* _DATASET ENTRIES_:
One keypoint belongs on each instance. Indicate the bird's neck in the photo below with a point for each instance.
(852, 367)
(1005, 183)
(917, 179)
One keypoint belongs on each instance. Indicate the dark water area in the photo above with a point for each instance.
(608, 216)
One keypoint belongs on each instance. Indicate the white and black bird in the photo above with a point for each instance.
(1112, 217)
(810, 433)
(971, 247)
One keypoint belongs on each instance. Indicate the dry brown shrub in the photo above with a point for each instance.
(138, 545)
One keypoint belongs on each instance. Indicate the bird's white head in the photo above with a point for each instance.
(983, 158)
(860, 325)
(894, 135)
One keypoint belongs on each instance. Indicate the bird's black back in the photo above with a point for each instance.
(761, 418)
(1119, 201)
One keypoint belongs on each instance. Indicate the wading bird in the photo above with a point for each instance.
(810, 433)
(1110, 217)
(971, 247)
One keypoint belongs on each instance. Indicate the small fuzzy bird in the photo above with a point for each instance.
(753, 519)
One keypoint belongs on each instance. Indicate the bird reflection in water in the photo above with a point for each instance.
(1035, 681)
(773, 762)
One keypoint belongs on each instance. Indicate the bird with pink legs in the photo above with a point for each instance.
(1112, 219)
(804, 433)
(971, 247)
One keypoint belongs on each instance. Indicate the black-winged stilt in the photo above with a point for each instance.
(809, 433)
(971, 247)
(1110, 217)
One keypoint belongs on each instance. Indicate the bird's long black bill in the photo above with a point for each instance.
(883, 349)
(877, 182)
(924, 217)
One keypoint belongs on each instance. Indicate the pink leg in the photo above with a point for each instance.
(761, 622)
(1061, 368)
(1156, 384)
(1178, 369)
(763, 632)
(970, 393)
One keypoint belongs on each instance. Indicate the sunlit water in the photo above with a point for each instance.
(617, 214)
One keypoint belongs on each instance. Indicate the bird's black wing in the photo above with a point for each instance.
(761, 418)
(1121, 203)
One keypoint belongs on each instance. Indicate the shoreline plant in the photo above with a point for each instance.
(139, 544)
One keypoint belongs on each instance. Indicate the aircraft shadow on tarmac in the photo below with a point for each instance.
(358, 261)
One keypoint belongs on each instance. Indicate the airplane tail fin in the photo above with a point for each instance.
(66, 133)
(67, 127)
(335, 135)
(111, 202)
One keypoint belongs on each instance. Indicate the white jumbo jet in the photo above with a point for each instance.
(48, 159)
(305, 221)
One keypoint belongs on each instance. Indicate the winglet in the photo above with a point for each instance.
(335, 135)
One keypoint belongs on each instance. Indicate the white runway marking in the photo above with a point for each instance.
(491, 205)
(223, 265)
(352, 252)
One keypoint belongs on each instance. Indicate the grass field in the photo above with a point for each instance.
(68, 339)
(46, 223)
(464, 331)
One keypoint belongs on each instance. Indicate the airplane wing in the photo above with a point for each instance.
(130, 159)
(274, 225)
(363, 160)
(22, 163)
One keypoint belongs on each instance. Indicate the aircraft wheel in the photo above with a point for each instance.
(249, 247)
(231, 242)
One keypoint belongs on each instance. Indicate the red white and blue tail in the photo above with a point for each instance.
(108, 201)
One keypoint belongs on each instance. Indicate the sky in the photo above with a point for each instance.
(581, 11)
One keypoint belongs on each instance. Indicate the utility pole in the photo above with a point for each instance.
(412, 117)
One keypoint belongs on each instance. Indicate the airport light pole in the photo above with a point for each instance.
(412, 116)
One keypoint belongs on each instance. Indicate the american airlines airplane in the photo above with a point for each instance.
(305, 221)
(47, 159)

* _HOW TO COMPLETE THIS TASK_:
Your task is to output the material above exactly.

* _WRITTEN SOLUTION_:
One keypoint belongs on each instance. Indicate the bird's neck in the photo below with a point for each instance.
(852, 367)
(1005, 183)
(917, 179)
One keypoint belongs on each instance. Indicate the dark water area in the photo above with a point for each instance.
(608, 216)
One keypoint belongs on each instance. Indicate the white and black bird in the photo above with a point for each instance.
(1112, 217)
(810, 433)
(971, 247)
One keypoint belongs on each instance. Indicate the dry brown shrub in the photo above with a point for each instance.
(138, 545)
One keypoint belongs on each instance. Indicate the bird's white head in the photo above with a point for each instance.
(983, 158)
(860, 325)
(894, 135)
One keypoint belongs on each instance. Indicate the bird's black back in the photo above with a point for each instance.
(761, 418)
(1119, 201)
One keypoint belongs on each instance. Indicate the wading bird in the photo above with a point for each instance.
(810, 433)
(1110, 217)
(971, 247)
One keypoint belongs on each instance. Indicate the small fuzzy bird in the photo above with a point for each instance.
(753, 519)
One keypoint belongs on each instance. Indicate the bird reflection in water in the photo above with a point for each instance.
(1035, 681)
(773, 762)
One keypoint belongs on each instance. Indicate the bird with pink legs in the photo above with a point for each instance.
(1112, 219)
(804, 433)
(971, 247)
One keypoint belongs on each instance. Indicate the black-winged stilt in the photo above with a point for each instance.
(809, 433)
(971, 247)
(1110, 217)
One keypoint belongs on each instance. Indicate the bird's long black bill in the photo above with a point for each instance.
(883, 349)
(877, 182)
(924, 217)
One keypoint belongs on each instance. Indicate the pink leg in the photo above with a point for each instance.
(761, 622)
(1061, 368)
(1156, 384)
(1178, 369)
(763, 632)
(970, 393)
One keypoint belongs on each instance. Indicate the sunlit water in the photo above with a point for each instance.
(617, 214)
One keypoint belongs on each instance. Indicate the bird's black wing in the photo above with a point for each instance.
(761, 418)
(1121, 203)
One keypoint belongs on each instance. Indicate the shoreline plant in the photo above with a point for each instance.
(139, 544)
One keypoint belongs on each instance. Indicate the aircraft shadow on tarmac in the photo below with a point for each instance.
(358, 261)
One keypoint belongs on each instance. Indicate the airplane tail fin in the photo above with a point for each instance.
(66, 133)
(67, 127)
(335, 135)
(111, 202)
One keypoint belongs on each instance. Indicate the white jumbo jet in the photo above with a point for each instance.
(48, 159)
(305, 221)
One keypoint belongs on each instance. Indicate the winglet in the photo above with a point for each instance.
(335, 135)
One keypoint belongs on each instance. Indicate the white runway marking in the photo above with a point for each instance.
(491, 205)
(223, 265)
(352, 252)
One keypoint belongs on each instance. Indicate the grass field in the photo above with a point for each instance.
(68, 339)
(46, 223)
(464, 331)
One keypoint belongs on each instance. Indicate the airplane wing in the photo above with a point for each instance.
(130, 159)
(274, 225)
(363, 160)
(22, 163)
One keypoint belongs on each instance. Indicate the aircraft wheel in the photo above with a point for each instance.
(249, 247)
(231, 242)
One keypoint belongs on each instance. Indicate the red white and blue tail in the photo above with a point for each instance.
(108, 201)
One keypoint belongs on each instance. Indicate the sky in the photo above with a point for each instance.
(581, 11)
One keypoint belongs on each instance. Indicate the utility pole in the photo above with a point for each instance.
(412, 117)
One keypoint belongs on each instance. Indicate the airport light pole in the photo above with a point for each instance.
(412, 116)
One keypoint belongs on each instance. Indicate the american airlines airplane in the photo above with a point for each instance.
(305, 221)
(47, 159)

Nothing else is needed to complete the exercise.